▶ [Goal]: Could you repeat the lines from the one with "object=race car windshield" to the one with "top-left (106, 130), bottom-right (207, 164)", substituting "Output" for "Print" and leaving everything else as it is?

▶ [Records]:
......
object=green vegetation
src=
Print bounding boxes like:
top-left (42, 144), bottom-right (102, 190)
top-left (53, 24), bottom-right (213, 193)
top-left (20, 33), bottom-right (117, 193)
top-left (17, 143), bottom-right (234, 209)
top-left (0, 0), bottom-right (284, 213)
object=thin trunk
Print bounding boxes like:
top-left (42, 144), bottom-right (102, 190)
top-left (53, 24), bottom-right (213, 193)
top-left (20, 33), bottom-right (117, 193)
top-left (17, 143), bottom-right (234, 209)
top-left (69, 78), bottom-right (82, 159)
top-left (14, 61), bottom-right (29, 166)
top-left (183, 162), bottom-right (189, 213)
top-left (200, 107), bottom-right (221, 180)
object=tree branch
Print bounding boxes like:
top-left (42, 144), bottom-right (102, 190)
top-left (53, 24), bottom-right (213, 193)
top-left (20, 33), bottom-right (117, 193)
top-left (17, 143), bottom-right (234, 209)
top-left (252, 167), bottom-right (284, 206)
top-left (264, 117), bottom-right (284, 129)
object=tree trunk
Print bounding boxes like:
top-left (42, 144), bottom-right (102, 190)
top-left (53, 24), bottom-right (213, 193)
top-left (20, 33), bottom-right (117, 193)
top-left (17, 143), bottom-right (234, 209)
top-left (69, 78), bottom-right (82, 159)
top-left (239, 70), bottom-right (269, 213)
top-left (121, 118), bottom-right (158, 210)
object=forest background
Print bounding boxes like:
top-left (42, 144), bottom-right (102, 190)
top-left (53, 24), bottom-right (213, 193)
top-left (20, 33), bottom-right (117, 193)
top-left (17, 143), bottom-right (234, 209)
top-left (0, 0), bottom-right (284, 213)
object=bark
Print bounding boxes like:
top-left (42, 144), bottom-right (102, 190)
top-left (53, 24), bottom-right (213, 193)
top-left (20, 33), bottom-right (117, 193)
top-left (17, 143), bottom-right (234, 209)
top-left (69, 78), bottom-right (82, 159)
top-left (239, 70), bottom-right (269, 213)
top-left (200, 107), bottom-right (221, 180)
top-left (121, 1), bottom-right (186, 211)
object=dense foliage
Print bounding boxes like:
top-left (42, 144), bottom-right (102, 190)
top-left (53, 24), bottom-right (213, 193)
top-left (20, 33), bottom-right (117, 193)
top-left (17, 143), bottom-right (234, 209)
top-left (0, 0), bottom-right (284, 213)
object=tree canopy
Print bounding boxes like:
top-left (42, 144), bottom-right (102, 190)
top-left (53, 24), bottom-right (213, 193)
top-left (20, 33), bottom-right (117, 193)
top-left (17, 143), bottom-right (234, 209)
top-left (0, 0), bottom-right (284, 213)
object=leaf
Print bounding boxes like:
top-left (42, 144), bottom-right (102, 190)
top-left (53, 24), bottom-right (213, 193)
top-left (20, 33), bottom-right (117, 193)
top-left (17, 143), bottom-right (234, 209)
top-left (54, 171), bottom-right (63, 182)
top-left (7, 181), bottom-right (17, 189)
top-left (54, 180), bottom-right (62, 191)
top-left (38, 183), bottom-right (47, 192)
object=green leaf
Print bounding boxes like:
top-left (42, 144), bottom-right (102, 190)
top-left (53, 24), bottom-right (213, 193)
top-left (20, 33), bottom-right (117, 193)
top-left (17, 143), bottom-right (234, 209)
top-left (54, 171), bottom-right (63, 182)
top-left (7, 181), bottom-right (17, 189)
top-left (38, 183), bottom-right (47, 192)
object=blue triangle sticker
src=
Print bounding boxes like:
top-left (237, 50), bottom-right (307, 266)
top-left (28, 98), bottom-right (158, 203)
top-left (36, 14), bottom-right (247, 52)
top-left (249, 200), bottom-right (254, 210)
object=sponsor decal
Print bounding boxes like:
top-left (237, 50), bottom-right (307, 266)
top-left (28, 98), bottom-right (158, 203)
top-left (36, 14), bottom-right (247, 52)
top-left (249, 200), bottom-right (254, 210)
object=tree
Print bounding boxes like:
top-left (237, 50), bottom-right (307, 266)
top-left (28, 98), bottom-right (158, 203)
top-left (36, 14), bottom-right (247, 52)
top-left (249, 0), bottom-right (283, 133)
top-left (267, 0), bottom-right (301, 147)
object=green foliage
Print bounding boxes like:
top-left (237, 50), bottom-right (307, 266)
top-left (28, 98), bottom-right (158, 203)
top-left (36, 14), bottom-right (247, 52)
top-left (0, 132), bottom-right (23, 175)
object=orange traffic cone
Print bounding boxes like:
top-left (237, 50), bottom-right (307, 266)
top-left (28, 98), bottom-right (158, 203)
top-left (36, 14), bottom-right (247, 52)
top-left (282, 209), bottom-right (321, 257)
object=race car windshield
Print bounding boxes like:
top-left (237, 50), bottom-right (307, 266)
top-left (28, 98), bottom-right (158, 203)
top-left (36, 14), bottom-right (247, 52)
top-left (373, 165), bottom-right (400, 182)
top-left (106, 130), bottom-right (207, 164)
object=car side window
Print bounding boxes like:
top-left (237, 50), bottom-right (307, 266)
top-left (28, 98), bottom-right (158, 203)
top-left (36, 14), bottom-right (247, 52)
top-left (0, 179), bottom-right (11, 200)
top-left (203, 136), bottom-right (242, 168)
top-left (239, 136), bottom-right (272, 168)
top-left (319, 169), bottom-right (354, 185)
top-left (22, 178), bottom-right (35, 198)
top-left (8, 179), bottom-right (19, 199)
......
▶ [Final answer]:
object=race car windshield
Output bounding boxes like:
top-left (237, 50), bottom-right (307, 266)
top-left (28, 98), bottom-right (158, 203)
top-left (36, 14), bottom-right (247, 52)
top-left (373, 165), bottom-right (400, 182)
top-left (106, 130), bottom-right (207, 164)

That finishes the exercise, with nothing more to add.